## Begin MATERIAL FOR THIS EXERCISE

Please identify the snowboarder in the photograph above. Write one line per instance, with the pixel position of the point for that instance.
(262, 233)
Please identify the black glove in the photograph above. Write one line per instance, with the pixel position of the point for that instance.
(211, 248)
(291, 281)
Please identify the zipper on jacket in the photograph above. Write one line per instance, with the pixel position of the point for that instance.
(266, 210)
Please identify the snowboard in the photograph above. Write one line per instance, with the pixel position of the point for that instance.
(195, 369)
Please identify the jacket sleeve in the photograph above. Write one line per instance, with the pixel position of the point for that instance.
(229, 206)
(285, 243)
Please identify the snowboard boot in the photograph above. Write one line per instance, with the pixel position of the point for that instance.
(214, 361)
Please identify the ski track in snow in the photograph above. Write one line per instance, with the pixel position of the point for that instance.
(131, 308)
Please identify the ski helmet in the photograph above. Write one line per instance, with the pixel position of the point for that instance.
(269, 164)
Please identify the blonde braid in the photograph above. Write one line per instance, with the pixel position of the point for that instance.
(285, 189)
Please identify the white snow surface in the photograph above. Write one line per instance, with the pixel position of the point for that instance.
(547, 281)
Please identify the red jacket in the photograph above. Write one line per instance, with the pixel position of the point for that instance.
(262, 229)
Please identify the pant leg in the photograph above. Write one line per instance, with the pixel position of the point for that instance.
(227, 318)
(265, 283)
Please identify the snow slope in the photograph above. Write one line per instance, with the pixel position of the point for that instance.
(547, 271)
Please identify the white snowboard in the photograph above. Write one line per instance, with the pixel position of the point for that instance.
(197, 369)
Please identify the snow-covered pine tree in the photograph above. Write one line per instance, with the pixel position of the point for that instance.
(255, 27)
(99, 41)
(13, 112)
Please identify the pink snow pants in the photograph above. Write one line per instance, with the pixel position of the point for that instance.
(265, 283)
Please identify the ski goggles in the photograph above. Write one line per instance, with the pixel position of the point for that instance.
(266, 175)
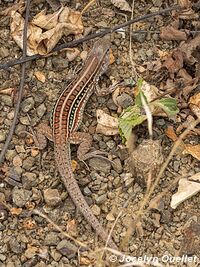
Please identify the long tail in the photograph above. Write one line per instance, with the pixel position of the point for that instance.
(63, 161)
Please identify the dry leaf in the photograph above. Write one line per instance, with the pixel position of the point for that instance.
(29, 224)
(121, 4)
(189, 49)
(74, 165)
(86, 261)
(72, 53)
(15, 211)
(170, 33)
(195, 100)
(186, 189)
(184, 3)
(106, 124)
(111, 57)
(193, 150)
(40, 76)
(33, 35)
(7, 91)
(63, 22)
(174, 63)
(48, 21)
(171, 133)
(20, 7)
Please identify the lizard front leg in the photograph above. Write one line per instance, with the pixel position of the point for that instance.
(44, 132)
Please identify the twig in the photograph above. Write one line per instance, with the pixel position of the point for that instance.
(89, 37)
(21, 87)
(148, 194)
(36, 211)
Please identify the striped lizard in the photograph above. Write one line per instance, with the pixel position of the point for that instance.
(66, 119)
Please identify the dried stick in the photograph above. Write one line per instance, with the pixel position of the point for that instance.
(21, 87)
(89, 37)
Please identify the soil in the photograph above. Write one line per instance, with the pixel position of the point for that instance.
(31, 183)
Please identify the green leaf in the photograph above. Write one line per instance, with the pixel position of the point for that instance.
(140, 94)
(169, 105)
(128, 120)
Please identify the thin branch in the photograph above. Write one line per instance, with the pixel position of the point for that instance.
(89, 37)
(21, 87)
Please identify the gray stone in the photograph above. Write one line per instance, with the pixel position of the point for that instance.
(66, 248)
(28, 163)
(27, 104)
(20, 196)
(117, 166)
(99, 164)
(2, 136)
(15, 246)
(52, 197)
(125, 100)
(41, 109)
(51, 239)
(7, 100)
(29, 180)
(101, 199)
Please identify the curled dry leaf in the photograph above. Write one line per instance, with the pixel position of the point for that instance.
(20, 7)
(121, 4)
(174, 63)
(44, 31)
(195, 100)
(16, 211)
(187, 188)
(170, 33)
(40, 76)
(72, 53)
(189, 49)
(194, 104)
(106, 124)
(193, 150)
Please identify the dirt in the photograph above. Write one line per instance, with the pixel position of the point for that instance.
(30, 181)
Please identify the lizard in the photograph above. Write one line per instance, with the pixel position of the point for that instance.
(66, 119)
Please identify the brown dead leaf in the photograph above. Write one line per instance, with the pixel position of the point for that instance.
(171, 133)
(33, 35)
(185, 3)
(16, 211)
(193, 150)
(121, 4)
(46, 21)
(111, 57)
(190, 50)
(170, 33)
(174, 63)
(20, 7)
(195, 100)
(34, 152)
(106, 124)
(72, 53)
(29, 224)
(72, 227)
(74, 165)
(86, 261)
(40, 76)
(7, 91)
(44, 31)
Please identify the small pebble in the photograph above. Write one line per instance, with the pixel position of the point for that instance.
(20, 196)
(66, 248)
(52, 197)
(125, 100)
(96, 210)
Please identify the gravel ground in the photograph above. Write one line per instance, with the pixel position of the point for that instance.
(29, 178)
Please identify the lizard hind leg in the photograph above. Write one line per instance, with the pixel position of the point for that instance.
(85, 142)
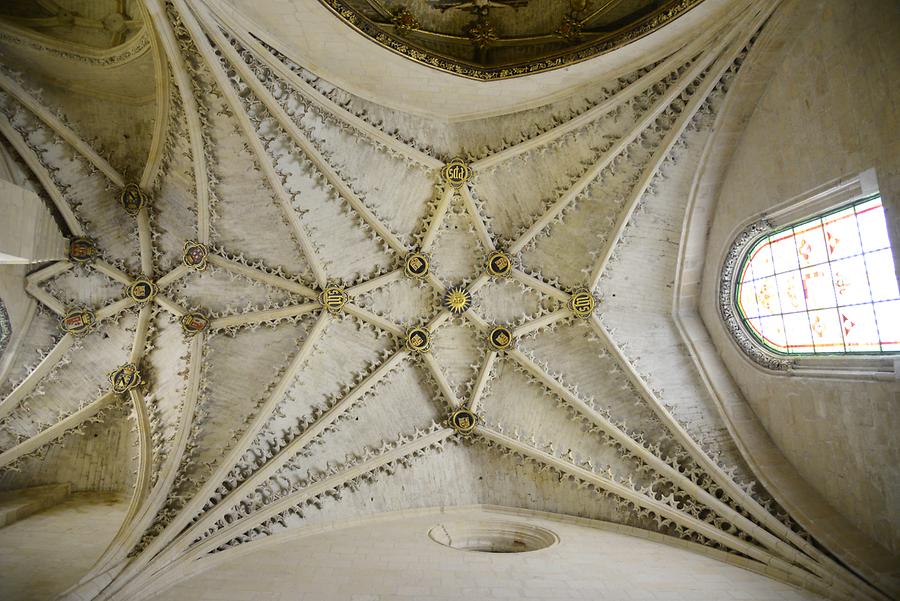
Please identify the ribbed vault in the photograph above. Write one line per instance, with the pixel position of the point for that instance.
(264, 407)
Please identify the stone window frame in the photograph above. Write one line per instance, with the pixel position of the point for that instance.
(821, 200)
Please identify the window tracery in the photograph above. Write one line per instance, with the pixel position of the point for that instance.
(823, 285)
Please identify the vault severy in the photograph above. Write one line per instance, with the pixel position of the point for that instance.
(296, 395)
(492, 41)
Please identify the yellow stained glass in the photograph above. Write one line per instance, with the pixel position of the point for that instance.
(825, 285)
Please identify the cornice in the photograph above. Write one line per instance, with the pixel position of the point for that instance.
(607, 43)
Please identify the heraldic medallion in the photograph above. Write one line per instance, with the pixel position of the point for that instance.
(499, 264)
(500, 338)
(78, 321)
(418, 340)
(416, 265)
(463, 421)
(456, 173)
(125, 378)
(333, 299)
(195, 255)
(132, 199)
(582, 303)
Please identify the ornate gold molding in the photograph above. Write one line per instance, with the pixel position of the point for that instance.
(606, 42)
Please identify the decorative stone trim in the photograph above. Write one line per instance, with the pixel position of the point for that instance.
(727, 286)
(355, 19)
(5, 328)
(131, 49)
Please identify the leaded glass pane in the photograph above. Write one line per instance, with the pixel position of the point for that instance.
(826, 285)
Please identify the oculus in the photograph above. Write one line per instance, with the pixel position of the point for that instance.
(456, 173)
(333, 299)
(132, 199)
(458, 300)
(492, 536)
(463, 421)
(416, 265)
(142, 290)
(195, 255)
(499, 264)
(582, 303)
(126, 377)
(194, 322)
(418, 340)
(78, 321)
(82, 250)
(500, 338)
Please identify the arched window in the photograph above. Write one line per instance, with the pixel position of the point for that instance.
(825, 285)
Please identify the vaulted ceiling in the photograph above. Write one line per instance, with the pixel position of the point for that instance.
(279, 386)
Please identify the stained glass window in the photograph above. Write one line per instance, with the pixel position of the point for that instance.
(826, 285)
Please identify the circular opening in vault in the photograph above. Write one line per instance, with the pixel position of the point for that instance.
(492, 536)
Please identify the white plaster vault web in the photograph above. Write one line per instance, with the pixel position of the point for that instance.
(281, 415)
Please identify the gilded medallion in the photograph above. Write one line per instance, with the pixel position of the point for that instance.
(195, 255)
(78, 321)
(582, 303)
(463, 421)
(500, 338)
(142, 290)
(418, 340)
(126, 377)
(82, 250)
(194, 322)
(456, 173)
(457, 300)
(132, 199)
(333, 299)
(499, 264)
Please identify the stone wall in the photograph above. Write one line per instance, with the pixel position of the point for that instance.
(830, 111)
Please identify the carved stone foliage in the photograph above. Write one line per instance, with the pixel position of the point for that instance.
(727, 303)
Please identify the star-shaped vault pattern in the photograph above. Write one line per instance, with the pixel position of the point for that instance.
(295, 243)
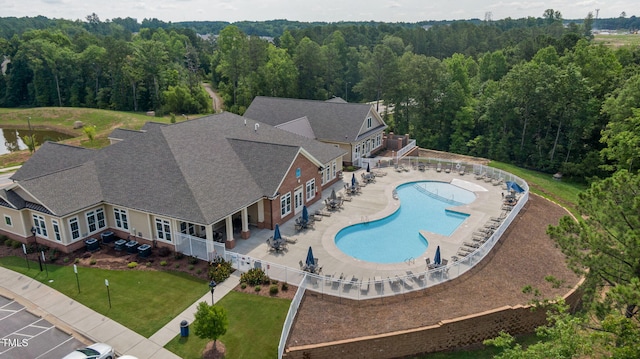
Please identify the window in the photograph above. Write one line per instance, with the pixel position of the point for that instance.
(56, 230)
(40, 226)
(122, 220)
(75, 228)
(285, 204)
(187, 228)
(311, 188)
(163, 229)
(95, 220)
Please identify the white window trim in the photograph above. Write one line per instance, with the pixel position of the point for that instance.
(163, 233)
(123, 221)
(40, 225)
(71, 221)
(310, 189)
(285, 204)
(56, 230)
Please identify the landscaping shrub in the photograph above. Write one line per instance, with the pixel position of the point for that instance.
(254, 276)
(164, 251)
(220, 270)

## End MATERIAL FOR THIS EXERCISE

=== EXERCISE BRIEF ===
Your copy should consist only of the lines from the line holding "Please identify the stone wall" through the final line of the listing above, both included, with all pictures omitted.

=== SOLUTION TO THE PROBLEM ===
Please identify the stone wall in the photograph above. Write one line per instance, with the pixel position of the point for that instance.
(830, 111)
Please identify the carved stone foliage in the photograph above. Write one line per instance, with the pixel position of the point for that instance.
(727, 303)
Please identify the star-shaped vault pattern in the photograph above. Write one line per instance, with the pixel position of the point for that instance.
(295, 243)
Please identify the window in the photograph above. Write one line per instance, with the pixel position of the point for that instance.
(56, 230)
(40, 226)
(122, 220)
(75, 228)
(285, 204)
(187, 228)
(311, 188)
(163, 229)
(95, 220)
Please identify the white window trim in the photograph above. Write one line per instance, with the pixel position of the point for that instance.
(163, 233)
(123, 221)
(40, 225)
(71, 221)
(310, 189)
(285, 204)
(56, 230)
Please identify the landscaping shrub in the photograph above. Write one line per instance, with the pixel position of the point for that instance.
(254, 276)
(164, 251)
(220, 270)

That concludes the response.